| PROBLEM |
Count the lines in the items below that contain the string "fingertip", treating uppercase and lowercase letters as distinct. Reply with the number alone.
——
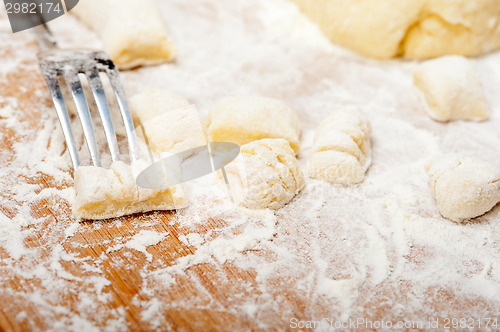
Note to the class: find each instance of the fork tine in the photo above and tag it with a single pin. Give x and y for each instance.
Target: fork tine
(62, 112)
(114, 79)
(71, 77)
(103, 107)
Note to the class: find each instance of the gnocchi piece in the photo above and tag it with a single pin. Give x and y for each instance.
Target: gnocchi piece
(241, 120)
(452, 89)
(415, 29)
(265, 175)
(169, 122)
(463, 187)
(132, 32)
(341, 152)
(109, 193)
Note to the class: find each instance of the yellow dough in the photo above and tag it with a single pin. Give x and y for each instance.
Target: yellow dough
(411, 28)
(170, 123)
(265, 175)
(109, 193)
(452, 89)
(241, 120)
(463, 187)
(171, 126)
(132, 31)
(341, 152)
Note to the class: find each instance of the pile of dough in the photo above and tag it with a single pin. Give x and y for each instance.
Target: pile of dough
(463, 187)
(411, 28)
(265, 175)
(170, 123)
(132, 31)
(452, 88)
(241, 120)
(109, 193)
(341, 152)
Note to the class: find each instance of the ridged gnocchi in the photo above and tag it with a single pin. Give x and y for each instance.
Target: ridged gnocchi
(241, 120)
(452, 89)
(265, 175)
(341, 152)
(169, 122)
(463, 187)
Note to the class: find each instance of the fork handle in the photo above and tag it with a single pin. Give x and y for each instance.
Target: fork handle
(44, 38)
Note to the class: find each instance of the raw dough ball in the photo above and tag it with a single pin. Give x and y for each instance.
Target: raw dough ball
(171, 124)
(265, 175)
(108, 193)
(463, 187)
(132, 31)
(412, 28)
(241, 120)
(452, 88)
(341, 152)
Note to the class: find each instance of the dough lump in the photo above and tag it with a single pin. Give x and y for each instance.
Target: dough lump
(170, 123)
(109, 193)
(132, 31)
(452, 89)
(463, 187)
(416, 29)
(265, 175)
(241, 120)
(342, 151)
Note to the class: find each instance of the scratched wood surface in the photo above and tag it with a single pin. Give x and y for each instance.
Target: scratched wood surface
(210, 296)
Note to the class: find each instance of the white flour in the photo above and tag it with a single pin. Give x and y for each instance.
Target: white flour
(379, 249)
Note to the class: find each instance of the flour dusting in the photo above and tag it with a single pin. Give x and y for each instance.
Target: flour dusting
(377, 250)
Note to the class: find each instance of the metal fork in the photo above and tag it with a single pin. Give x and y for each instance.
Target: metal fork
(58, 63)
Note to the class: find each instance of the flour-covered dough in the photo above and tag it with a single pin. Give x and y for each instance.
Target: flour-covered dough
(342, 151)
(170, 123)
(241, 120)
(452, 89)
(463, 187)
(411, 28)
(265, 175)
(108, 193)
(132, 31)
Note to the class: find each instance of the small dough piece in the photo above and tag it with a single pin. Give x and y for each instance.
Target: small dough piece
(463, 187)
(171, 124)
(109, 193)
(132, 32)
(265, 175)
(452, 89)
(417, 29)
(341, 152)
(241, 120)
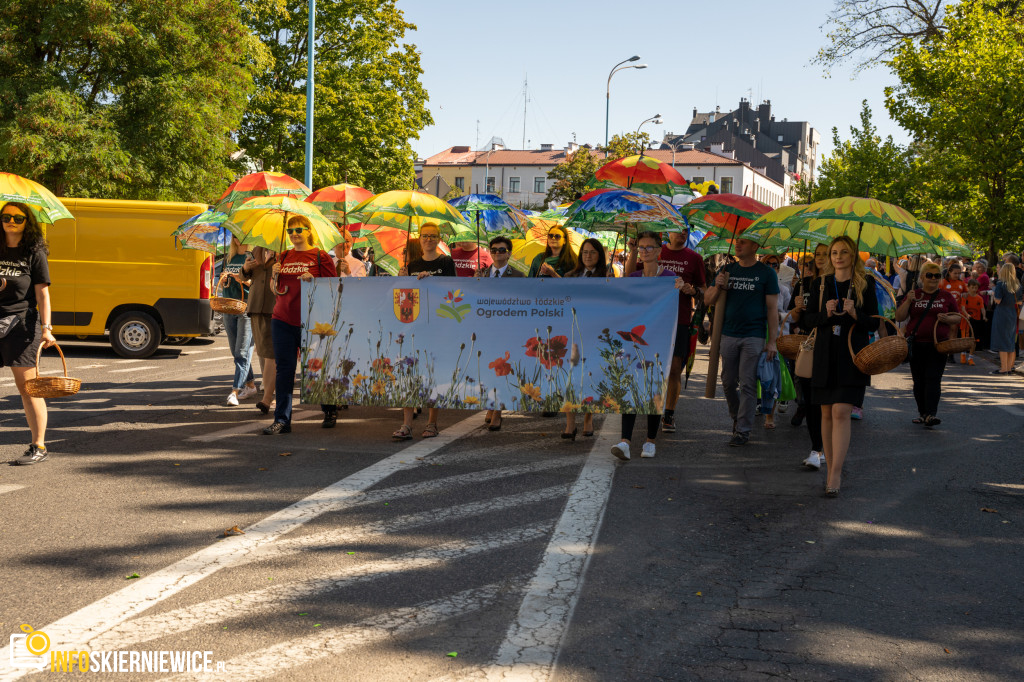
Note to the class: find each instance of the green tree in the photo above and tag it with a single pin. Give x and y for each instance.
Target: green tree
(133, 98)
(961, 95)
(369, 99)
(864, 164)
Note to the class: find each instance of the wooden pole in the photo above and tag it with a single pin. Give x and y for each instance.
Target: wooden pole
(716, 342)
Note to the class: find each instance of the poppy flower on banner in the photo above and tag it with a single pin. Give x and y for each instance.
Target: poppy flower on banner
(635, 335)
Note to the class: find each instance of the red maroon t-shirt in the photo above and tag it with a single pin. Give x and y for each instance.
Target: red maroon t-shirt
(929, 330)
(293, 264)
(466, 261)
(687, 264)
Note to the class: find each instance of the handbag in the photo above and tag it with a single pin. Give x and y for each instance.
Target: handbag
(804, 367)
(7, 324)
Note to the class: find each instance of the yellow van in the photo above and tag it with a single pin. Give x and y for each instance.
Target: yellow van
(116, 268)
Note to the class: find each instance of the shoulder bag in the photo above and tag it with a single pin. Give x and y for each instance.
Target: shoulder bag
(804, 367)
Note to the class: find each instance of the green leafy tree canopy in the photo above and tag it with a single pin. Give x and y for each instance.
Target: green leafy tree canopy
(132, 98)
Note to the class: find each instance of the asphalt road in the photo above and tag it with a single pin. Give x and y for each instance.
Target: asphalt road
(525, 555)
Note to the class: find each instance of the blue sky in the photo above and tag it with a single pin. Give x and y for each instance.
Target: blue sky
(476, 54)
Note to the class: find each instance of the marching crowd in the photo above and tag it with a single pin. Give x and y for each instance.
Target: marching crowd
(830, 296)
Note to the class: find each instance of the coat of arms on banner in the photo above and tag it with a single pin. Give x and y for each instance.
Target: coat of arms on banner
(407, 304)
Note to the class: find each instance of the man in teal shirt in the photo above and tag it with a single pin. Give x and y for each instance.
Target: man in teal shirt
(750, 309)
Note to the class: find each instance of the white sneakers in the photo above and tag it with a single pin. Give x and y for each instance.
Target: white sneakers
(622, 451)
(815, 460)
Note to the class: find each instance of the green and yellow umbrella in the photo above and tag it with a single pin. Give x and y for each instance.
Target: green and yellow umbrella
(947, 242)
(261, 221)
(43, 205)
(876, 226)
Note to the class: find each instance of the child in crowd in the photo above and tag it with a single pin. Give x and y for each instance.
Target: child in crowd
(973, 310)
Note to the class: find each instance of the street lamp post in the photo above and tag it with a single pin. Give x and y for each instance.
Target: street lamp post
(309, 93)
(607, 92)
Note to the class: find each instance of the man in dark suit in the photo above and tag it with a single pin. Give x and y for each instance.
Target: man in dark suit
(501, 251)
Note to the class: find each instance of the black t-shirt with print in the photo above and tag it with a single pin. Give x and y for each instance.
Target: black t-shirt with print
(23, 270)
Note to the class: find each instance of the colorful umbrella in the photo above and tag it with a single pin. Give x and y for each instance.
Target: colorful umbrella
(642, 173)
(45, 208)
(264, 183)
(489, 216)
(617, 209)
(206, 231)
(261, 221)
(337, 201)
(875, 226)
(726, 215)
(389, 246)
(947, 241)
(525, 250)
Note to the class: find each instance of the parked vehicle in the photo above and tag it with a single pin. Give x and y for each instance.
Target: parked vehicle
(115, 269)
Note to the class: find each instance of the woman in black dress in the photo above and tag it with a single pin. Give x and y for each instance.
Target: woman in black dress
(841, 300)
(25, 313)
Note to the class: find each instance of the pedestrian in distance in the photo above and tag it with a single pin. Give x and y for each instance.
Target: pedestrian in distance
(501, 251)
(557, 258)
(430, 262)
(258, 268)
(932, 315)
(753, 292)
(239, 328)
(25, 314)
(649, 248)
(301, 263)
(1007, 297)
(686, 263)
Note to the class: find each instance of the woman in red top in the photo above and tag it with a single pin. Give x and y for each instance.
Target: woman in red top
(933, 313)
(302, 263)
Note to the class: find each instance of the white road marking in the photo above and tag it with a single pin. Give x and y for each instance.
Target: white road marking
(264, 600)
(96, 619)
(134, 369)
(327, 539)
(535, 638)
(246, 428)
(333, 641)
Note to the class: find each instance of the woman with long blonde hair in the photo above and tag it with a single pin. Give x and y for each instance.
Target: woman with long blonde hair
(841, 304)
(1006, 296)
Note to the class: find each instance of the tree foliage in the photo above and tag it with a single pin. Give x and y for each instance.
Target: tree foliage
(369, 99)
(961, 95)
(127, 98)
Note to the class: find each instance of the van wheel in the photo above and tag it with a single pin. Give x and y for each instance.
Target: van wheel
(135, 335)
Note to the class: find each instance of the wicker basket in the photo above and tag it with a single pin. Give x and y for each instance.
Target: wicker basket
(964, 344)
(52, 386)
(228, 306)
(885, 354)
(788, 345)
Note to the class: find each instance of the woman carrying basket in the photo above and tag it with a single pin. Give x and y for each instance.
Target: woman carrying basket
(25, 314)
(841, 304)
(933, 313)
——
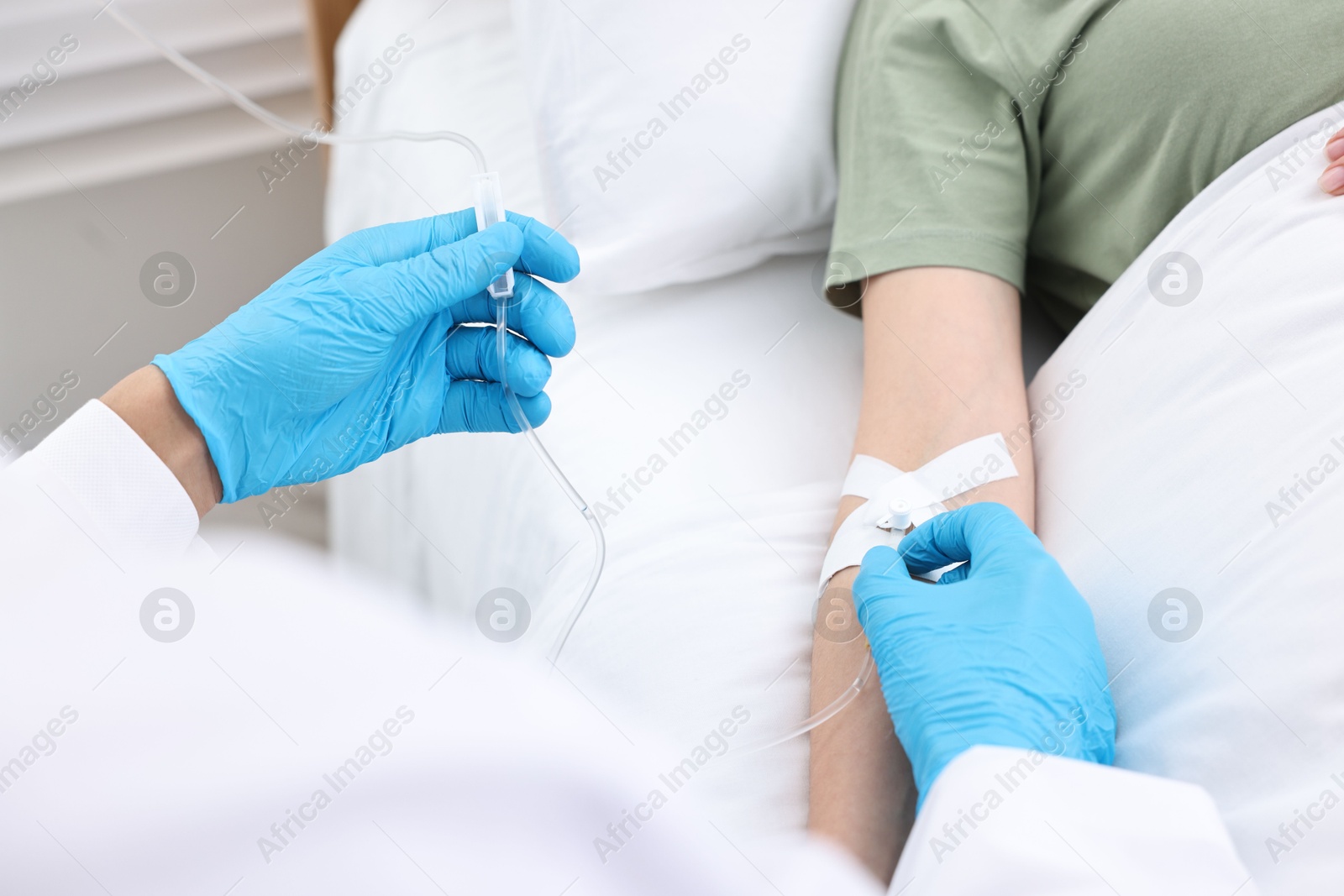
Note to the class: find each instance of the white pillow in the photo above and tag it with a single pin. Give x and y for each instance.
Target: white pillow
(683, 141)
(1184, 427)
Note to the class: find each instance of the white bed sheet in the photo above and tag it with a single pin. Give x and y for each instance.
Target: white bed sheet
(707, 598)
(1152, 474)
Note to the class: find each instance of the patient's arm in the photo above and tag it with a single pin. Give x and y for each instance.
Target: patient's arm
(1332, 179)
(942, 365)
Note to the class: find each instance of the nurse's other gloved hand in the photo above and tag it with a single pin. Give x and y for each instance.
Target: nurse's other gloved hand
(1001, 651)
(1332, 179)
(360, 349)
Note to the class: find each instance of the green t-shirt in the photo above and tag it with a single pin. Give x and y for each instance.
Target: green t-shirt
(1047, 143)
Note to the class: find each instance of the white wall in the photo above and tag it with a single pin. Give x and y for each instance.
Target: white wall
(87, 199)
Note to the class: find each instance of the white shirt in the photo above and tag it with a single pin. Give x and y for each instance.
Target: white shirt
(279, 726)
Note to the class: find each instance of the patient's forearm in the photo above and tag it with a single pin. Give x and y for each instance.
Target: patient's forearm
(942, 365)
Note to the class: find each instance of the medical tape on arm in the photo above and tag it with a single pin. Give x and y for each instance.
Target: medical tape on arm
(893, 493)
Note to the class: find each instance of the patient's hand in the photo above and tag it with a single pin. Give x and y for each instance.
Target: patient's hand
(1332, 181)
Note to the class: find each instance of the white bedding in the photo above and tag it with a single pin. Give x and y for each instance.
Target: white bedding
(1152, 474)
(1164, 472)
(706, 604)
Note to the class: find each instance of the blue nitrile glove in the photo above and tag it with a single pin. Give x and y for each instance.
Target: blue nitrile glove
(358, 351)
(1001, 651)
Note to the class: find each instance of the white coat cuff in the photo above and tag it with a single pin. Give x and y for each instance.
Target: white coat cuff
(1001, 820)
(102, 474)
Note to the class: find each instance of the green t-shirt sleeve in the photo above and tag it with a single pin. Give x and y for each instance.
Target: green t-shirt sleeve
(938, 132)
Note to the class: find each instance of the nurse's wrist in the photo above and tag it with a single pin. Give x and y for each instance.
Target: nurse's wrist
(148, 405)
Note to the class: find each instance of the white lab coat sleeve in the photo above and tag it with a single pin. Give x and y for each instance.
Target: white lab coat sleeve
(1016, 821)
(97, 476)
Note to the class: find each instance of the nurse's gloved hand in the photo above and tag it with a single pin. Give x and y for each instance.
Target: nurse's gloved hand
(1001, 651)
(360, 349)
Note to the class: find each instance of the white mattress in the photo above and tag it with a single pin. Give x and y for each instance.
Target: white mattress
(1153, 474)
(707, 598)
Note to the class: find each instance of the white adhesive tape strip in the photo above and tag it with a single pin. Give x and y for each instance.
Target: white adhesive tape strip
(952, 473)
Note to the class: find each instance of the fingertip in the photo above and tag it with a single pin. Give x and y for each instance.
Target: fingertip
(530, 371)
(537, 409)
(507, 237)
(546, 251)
——
| WRITTEN ANSWER |
2